Recorded data:

========================

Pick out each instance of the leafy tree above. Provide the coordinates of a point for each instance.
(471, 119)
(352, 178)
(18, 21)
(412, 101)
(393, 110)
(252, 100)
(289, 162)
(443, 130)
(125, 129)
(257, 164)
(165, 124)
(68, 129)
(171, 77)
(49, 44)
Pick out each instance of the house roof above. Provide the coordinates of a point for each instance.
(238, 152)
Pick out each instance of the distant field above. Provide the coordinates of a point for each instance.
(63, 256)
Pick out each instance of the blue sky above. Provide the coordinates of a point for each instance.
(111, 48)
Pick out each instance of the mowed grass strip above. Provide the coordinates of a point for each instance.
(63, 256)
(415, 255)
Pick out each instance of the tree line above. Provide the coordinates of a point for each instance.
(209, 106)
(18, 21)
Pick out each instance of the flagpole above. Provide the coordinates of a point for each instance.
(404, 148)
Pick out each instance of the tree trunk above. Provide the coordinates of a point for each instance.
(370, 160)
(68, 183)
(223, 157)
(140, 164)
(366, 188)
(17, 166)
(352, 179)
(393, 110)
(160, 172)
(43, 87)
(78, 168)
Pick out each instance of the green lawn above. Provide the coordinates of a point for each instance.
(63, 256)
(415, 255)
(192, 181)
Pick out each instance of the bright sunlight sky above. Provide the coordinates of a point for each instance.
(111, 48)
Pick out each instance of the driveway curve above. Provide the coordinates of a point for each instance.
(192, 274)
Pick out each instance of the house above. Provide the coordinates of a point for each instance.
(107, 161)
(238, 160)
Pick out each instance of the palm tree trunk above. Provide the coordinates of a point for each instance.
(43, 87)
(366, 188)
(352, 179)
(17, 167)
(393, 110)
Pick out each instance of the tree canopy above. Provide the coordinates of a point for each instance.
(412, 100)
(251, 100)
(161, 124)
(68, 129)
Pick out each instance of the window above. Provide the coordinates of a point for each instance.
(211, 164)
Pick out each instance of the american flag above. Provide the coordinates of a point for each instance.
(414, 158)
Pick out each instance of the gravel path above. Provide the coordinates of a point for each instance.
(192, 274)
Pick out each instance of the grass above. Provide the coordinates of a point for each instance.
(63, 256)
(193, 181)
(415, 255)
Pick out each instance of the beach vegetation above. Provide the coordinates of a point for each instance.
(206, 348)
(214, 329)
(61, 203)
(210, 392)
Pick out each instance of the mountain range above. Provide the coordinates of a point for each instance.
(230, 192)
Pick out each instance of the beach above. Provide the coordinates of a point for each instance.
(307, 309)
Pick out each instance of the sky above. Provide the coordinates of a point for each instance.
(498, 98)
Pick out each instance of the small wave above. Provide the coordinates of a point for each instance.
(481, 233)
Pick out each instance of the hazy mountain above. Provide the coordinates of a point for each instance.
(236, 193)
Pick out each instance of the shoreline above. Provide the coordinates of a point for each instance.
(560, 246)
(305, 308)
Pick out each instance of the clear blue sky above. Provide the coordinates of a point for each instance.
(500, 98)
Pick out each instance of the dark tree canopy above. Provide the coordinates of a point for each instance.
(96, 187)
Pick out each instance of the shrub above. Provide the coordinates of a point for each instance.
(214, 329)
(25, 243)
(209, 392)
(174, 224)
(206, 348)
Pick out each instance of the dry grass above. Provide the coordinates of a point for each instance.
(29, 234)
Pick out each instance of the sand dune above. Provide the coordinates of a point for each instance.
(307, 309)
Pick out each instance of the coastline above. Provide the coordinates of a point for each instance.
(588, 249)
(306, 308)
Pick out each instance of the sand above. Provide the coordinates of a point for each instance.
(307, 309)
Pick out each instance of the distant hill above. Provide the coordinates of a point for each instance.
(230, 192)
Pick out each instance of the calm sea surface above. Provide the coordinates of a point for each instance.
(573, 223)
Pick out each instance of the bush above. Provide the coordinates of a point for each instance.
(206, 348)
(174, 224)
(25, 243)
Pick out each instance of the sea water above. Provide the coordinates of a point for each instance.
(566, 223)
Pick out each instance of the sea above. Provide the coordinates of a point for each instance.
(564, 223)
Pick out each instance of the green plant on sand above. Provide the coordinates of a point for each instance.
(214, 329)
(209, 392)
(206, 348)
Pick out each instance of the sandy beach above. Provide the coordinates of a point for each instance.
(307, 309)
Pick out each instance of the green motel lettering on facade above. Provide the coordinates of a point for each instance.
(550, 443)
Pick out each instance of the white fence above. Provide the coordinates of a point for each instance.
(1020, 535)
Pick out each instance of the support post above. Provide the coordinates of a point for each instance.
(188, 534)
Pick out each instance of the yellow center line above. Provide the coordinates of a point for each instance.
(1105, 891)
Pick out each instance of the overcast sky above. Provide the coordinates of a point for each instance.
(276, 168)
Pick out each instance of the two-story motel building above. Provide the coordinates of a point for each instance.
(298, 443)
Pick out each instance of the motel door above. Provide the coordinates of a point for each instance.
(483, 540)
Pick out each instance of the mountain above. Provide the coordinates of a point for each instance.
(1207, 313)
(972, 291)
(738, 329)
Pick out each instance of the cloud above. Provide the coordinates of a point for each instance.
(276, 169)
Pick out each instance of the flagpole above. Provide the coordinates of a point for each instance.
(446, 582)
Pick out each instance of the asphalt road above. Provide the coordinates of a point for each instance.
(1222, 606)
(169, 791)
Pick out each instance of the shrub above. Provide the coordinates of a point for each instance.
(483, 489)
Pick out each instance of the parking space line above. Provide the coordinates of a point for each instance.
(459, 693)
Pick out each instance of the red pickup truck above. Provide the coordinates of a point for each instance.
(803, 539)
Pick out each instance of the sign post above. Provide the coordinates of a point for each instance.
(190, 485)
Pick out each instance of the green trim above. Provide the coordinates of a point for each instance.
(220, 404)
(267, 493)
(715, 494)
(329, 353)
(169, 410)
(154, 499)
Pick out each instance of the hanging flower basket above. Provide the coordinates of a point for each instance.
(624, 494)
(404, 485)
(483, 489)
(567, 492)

========================

Your instructions: Type out all of the material again, word for word.

Correct result:
Pick out each instance of the leafy tree above. Provide the coordinates of a point for each instance.
(471, 119)
(352, 178)
(18, 21)
(412, 101)
(393, 110)
(252, 100)
(289, 162)
(443, 130)
(125, 129)
(257, 164)
(165, 124)
(68, 129)
(171, 77)
(49, 44)
Pick out each instance of the house roof above. Provide the coordinates of a point for each instance.
(238, 152)
Pick out each instance of the distant field above. Provide the coordinates of a point for each instance.
(63, 256)
Pick out each instance of the blue sky above. Provide the coordinates of a point for each instance.
(111, 48)
Pick out each instance of the mowed grass strip above. Provide the coordinates of a point for each instance.
(63, 256)
(415, 255)
Pick out each instance of the tree line above. Provide the coordinates of a point for each instance.
(209, 106)
(18, 21)
Pick out each instance of the flagpole above. Provide the coordinates of a point for each instance.
(404, 148)
Pick out each instance of the tree trunk above. Provide the coordinates of a point for each instance.
(370, 160)
(68, 183)
(223, 157)
(140, 164)
(366, 188)
(17, 166)
(352, 179)
(393, 110)
(160, 172)
(43, 87)
(78, 168)
Pick out each instance of the green lawn above. Provide the coordinates of a point for each instance.
(63, 256)
(415, 255)
(192, 181)
Pick out each instance of the bright sunlight sky above. Provide the coordinates of a point for each instance.
(111, 48)
Pick out each instance of the driveway curve above. Provide the coordinates of a point for each instance.
(192, 274)
Pick out each instance of the house above. Provide the coordinates of a point for each instance.
(107, 161)
(238, 160)
Pick out each instance of the palm tree trunk above. Provide the coordinates of a point for each instance.
(43, 87)
(366, 188)
(352, 179)
(17, 167)
(393, 110)
Pick out each instance of the tree canopy above. Provide the coordinates of a point for each instance.
(412, 100)
(251, 100)
(161, 124)
(68, 129)
Pick out each instance of the window above. Provide the coordinates of a point for each instance.
(211, 164)
Pick out each instance of the american flag above. Provide the coordinates of a point for each instance.
(414, 158)
Pick out each instance of the gravel path above. Provide the coordinates of a point for each instance.
(192, 274)
Pick out each instance of the grass above. Provide the coordinates of a point for each instance.
(63, 256)
(193, 181)
(415, 255)
Pick out each instance of the beach vegetation above. Provide the coordinates of a point for each instance.
(206, 348)
(214, 329)
(61, 203)
(210, 392)
Pick out each instance of the mountain range above. Provide the coordinates of a point for each instance.
(230, 192)
Pick out each instance of the beach above. Provide the coordinates of a point for each instance.
(307, 309)
Pick out each instance of the sky above. Provide the coordinates of a point for each instance.
(498, 98)
Pick out each instance of the small wave above. Provide the coordinates of a point for each instance.
(481, 233)
Pick out each instance of the hazy mountain above. Provide the coordinates of a point for each instance.
(236, 193)
Pick out each instance of the shoreline above. Provide the coordinates of a point for each instance.
(560, 246)
(305, 308)
Pick out each instance of the clear blue sky above. Provide the coordinates of a point for each instance.
(500, 98)
Pick out each instance of the dark tree canopy above. Provide the coordinates of a point for each instance.
(96, 187)
Pick out each instance of the shrub above. Provide the coordinates of a point for each instance.
(214, 329)
(25, 243)
(209, 392)
(174, 224)
(206, 348)
Pick out each instance of the dry grass above. Provide the coordinates of a point for each instance.
(29, 234)
Pick out each instance of the sand dune above. Provide the coordinates of a point for each instance.
(307, 309)
Pick out each instance of the coastline above. Provide the coordinates of a point for each instance.
(588, 249)
(306, 308)
Pick out each instance of the sand above. Provide the coordinates of a point for each instance.
(307, 309)
Pick out each instance of the distant hill above. Provide the coordinates of a point for each instance.
(230, 192)
Pick out each instance of the calm sea surface above. Provide the coordinates of a point for each instance.
(573, 223)
Pick out each instance of the bush above. Provide the coordinates of a point for each instance.
(206, 348)
(174, 224)
(25, 243)
Pick out each instance of the sea water above. Provide the coordinates of a point for each instance.
(566, 223)
Pick out each instance of the sea above. Provide the coordinates of a point for each instance.
(564, 223)
Pick out each instance of the green plant on sand above. Provide the coordinates of a point for each instance.
(214, 329)
(209, 392)
(206, 348)
Pick out each instance of the sandy beach above. Provide the coordinates of a point for each instance.
(307, 309)
Pick out each instance of the green motel lettering on facade above. Provide the coordinates of a point for each instance.
(550, 443)
Pick out each instance of the white fence above. Provide the coordinates of a point for each instance.
(1020, 535)
Pick out each instance of the support post above. Provide the coordinates of a point for each instance.
(188, 534)
Pick out each instance of the yellow center line above. Provide the coordinates of a point for each instance.
(1105, 891)
Pick out each instance of the overcast sky above. Provide the coordinates of a point for each instance.
(276, 168)
Pick out each instance of the two-story motel building above. Provide the coordinates of a point for each instance.
(298, 443)
Pick out each instance of the motel door above. Provide the coordinates of a point for each instance.
(483, 540)
Pick out each instance of the mountain above. Provide the coordinates of a point for each instance.
(1207, 313)
(972, 291)
(738, 329)
Pick out each instance of the cloud above. Provide the coordinates of a point for each instance.
(276, 169)
Pick out each instance of the flagpole above. Provide the coordinates of a point for each instance.
(446, 582)
Pick out each instance of the asphalt road above. Provide the coordinates of a point for each instance.
(1222, 606)
(169, 791)
Pick out each instance of the shrub above. Provide the coordinates of a point for each instance.
(483, 489)
Pick out each instance of the parking space line above. Provide the coordinates of a point for each instance.
(459, 693)
Pick out each instance of the red pickup truck above. Provide the coordinates of a point for each instance.
(803, 539)
Pick out each instance of the sign post above. Provide the coordinates of a point for each instance.
(190, 485)
Pick out each instance of the green trim above. Provide the coordinates of a point for each instance.
(220, 404)
(267, 493)
(715, 494)
(329, 353)
(169, 410)
(154, 499)
Pick out each instance of the hanging flower basket above. Provide the coordinates of a point for each instance.
(624, 494)
(404, 485)
(483, 489)
(567, 492)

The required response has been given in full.